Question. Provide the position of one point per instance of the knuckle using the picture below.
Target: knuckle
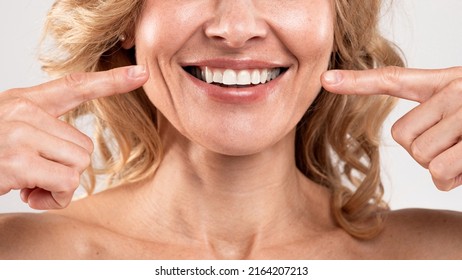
(88, 144)
(84, 162)
(78, 82)
(18, 107)
(16, 133)
(438, 171)
(419, 153)
(71, 183)
(399, 133)
(17, 161)
(390, 76)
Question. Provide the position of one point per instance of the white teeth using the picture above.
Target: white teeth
(208, 75)
(264, 76)
(243, 78)
(255, 77)
(236, 77)
(217, 77)
(229, 77)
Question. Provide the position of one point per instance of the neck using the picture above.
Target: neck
(232, 204)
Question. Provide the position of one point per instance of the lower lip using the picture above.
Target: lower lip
(235, 95)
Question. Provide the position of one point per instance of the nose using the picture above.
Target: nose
(235, 23)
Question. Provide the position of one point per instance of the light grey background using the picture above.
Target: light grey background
(429, 32)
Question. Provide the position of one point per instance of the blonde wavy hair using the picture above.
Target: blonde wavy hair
(337, 150)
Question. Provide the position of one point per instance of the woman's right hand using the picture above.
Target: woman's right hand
(40, 154)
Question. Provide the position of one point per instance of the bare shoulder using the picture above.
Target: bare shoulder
(422, 234)
(41, 236)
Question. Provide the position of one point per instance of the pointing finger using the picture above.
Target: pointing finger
(411, 84)
(59, 96)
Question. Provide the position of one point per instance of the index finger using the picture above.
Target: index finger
(411, 84)
(62, 95)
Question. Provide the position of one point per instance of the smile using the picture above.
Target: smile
(234, 78)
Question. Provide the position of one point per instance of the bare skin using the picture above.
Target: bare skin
(199, 211)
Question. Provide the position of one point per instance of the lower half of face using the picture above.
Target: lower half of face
(245, 105)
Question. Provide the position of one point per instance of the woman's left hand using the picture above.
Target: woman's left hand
(431, 132)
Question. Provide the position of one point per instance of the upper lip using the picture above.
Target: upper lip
(236, 64)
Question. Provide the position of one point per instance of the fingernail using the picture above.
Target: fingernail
(137, 71)
(333, 77)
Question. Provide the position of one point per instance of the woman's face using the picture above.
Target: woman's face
(234, 76)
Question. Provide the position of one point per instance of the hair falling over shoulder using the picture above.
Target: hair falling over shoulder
(337, 142)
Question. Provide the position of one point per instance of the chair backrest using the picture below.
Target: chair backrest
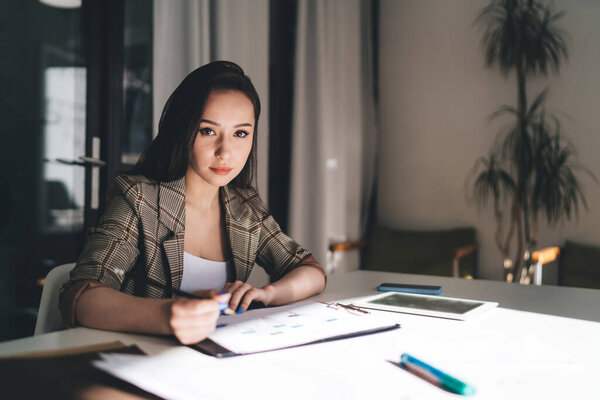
(419, 251)
(579, 265)
(49, 318)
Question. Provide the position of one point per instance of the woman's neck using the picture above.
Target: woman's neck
(198, 193)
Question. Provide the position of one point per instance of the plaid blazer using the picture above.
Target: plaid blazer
(141, 234)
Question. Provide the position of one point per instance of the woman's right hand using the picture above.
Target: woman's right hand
(192, 320)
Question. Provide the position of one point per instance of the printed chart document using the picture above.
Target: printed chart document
(290, 326)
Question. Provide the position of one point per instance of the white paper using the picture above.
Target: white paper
(281, 327)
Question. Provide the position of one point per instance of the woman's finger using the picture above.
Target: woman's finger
(237, 295)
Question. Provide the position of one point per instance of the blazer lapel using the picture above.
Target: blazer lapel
(243, 231)
(172, 215)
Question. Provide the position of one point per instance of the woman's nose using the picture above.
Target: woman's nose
(223, 150)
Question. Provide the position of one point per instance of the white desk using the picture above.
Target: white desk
(503, 353)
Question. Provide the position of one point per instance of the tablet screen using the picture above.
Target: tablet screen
(431, 303)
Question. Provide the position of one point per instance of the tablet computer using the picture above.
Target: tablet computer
(434, 306)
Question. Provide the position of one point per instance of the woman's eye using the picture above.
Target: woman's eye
(207, 131)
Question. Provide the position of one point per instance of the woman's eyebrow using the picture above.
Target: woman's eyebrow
(208, 121)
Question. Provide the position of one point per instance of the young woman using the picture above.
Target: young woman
(189, 219)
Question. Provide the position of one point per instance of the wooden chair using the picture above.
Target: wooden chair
(49, 318)
(538, 259)
(451, 252)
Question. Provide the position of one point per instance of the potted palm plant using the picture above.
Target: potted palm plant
(531, 167)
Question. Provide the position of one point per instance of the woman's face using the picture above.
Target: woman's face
(224, 138)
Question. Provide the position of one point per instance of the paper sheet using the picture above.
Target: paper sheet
(292, 325)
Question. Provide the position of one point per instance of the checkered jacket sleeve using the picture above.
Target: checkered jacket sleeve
(276, 252)
(111, 248)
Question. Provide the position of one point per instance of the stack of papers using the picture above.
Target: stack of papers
(294, 325)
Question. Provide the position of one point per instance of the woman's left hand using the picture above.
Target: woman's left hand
(242, 294)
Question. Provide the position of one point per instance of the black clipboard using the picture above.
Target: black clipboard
(212, 348)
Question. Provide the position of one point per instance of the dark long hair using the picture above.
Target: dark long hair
(168, 156)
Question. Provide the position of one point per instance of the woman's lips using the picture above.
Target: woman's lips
(221, 170)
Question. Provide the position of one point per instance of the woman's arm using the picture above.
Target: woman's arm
(190, 320)
(304, 281)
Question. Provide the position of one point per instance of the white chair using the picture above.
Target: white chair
(49, 318)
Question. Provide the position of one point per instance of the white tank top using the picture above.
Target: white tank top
(200, 274)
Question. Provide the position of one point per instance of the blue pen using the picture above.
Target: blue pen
(435, 376)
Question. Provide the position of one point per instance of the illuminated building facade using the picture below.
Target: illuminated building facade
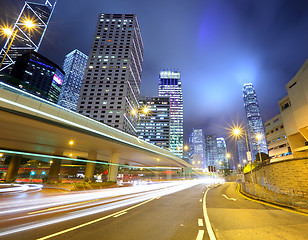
(37, 74)
(197, 152)
(221, 150)
(111, 85)
(211, 150)
(254, 121)
(170, 86)
(242, 151)
(74, 67)
(278, 145)
(154, 127)
(24, 38)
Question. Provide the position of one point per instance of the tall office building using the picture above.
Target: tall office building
(254, 121)
(27, 33)
(197, 149)
(37, 74)
(221, 150)
(211, 150)
(111, 85)
(74, 67)
(170, 86)
(154, 127)
(242, 151)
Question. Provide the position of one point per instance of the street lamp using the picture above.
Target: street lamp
(238, 133)
(259, 137)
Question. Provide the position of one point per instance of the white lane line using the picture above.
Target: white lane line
(120, 214)
(200, 235)
(232, 199)
(206, 218)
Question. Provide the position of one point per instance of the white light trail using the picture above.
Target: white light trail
(144, 194)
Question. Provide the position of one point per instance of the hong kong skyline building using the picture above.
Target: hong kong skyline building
(35, 73)
(74, 67)
(254, 121)
(221, 150)
(154, 127)
(27, 33)
(111, 85)
(170, 86)
(242, 151)
(197, 152)
(211, 150)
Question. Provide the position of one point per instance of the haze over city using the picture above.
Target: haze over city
(173, 120)
(216, 45)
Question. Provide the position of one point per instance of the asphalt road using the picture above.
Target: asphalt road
(155, 214)
(239, 218)
(174, 211)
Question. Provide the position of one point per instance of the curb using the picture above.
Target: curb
(272, 204)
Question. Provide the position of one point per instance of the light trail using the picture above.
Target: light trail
(98, 203)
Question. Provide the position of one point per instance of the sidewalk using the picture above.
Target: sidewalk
(261, 193)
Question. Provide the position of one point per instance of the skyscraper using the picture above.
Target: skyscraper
(154, 127)
(254, 121)
(242, 151)
(221, 150)
(197, 149)
(74, 67)
(27, 33)
(37, 74)
(111, 85)
(211, 150)
(170, 86)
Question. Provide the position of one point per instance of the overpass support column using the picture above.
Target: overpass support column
(13, 168)
(90, 167)
(113, 169)
(54, 170)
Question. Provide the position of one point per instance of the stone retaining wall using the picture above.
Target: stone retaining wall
(284, 176)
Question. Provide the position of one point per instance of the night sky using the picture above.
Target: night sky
(216, 44)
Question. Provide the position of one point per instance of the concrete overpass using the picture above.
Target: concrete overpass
(33, 126)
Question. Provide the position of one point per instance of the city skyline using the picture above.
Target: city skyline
(264, 66)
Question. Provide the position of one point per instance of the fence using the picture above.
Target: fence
(291, 197)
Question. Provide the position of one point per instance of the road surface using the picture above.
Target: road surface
(161, 211)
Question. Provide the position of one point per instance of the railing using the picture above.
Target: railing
(282, 196)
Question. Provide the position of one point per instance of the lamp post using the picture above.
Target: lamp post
(11, 35)
(238, 132)
(259, 137)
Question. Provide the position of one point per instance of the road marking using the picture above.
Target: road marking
(120, 214)
(268, 204)
(206, 218)
(232, 199)
(200, 235)
(93, 221)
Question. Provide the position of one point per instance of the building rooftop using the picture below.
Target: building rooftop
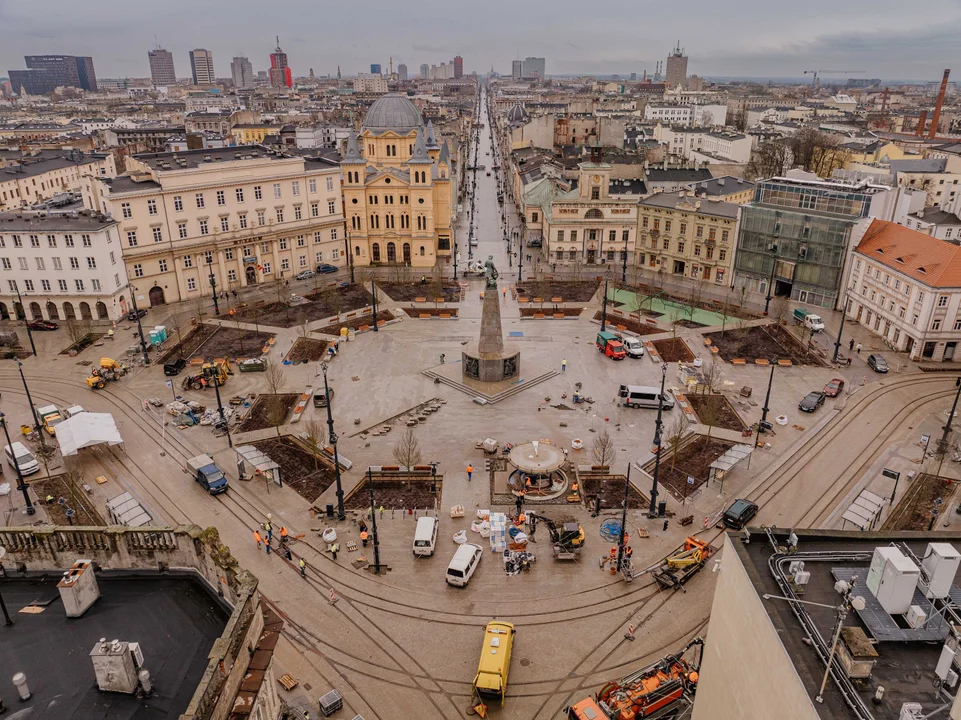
(904, 668)
(175, 620)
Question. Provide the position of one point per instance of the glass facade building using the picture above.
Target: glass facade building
(800, 230)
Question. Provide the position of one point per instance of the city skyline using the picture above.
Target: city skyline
(886, 39)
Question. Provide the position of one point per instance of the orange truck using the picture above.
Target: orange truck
(609, 344)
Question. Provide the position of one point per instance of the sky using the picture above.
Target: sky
(888, 39)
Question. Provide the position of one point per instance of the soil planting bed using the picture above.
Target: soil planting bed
(76, 499)
(304, 471)
(568, 291)
(354, 323)
(913, 511)
(408, 292)
(769, 342)
(725, 416)
(673, 350)
(638, 328)
(694, 459)
(433, 312)
(611, 490)
(261, 414)
(308, 349)
(550, 311)
(395, 493)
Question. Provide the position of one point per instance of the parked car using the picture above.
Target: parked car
(877, 363)
(42, 325)
(174, 366)
(834, 388)
(811, 402)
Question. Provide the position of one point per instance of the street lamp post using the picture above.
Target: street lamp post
(333, 441)
(21, 483)
(213, 283)
(26, 320)
(658, 425)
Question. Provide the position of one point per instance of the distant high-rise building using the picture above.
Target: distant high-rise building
(162, 71)
(45, 73)
(202, 66)
(534, 68)
(279, 70)
(675, 74)
(242, 71)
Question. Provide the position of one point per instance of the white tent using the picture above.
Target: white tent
(86, 430)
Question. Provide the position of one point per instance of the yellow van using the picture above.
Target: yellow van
(491, 679)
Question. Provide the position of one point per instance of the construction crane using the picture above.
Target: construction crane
(816, 73)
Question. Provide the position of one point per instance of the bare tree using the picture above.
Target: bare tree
(407, 450)
(603, 449)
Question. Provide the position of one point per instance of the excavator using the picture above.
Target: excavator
(658, 690)
(109, 370)
(208, 371)
(567, 541)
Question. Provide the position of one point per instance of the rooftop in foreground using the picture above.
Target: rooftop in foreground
(175, 620)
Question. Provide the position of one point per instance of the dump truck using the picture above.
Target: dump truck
(683, 563)
(109, 370)
(808, 320)
(206, 472)
(50, 416)
(608, 344)
(657, 690)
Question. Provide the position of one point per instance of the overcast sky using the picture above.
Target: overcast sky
(890, 39)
━━━━
Exercise description: Please output exactly the lines between the one holding "Target: orange truck" and the one holding "car using the picture above." in the records above, inclusive, and nothing more.

Exercise answer:
Target: orange truck
(609, 344)
Question. Provide the position of one point per instance of the sky using the picture above.
Target: sky
(888, 39)
Question. Provide the position of one point per instance of the soil planting bed using the picture above.
Target: soil planting bed
(76, 499)
(304, 471)
(568, 291)
(354, 323)
(913, 511)
(408, 292)
(769, 342)
(725, 416)
(673, 350)
(638, 328)
(694, 459)
(433, 312)
(611, 490)
(261, 414)
(308, 349)
(550, 311)
(395, 493)
Question. Provide the position of one point per instance of the parked car using the picture above.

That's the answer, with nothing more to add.